Instructions to follow: Leave out the pictures, then return the records word for word.

Supplied data:

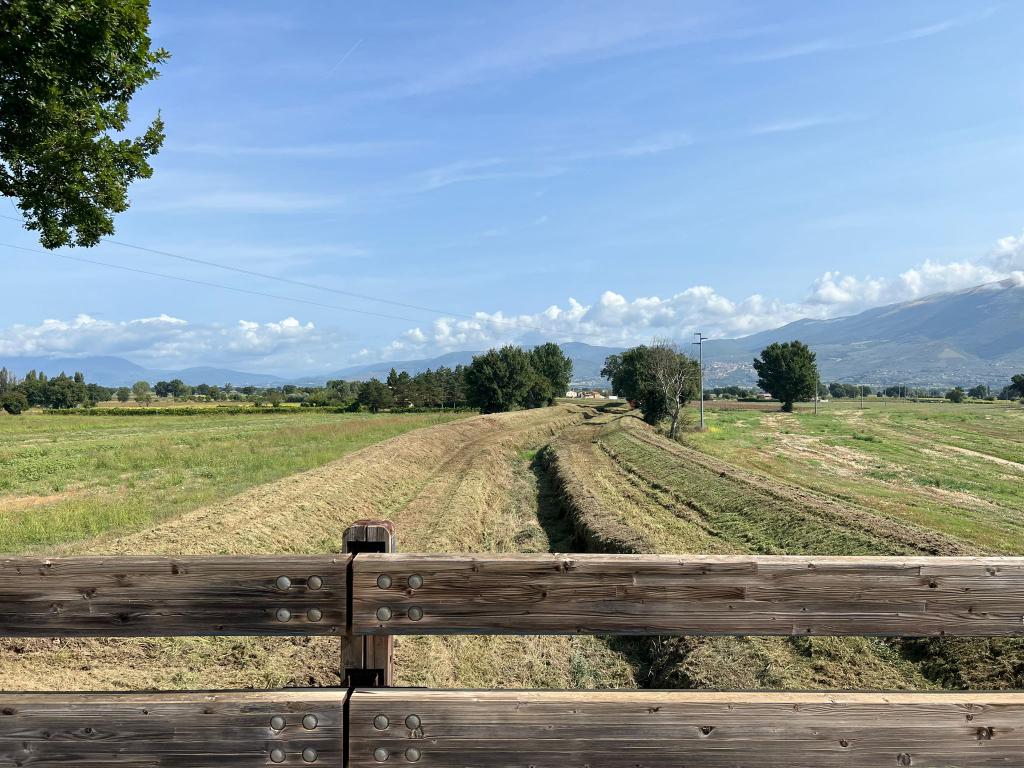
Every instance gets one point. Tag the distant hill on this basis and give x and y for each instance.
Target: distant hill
(118, 372)
(966, 337)
(587, 364)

The answer:
Every instance gets one point. Tag the distant hill on this basis and give x and y for each instance.
Target: distant hill
(118, 372)
(966, 337)
(587, 364)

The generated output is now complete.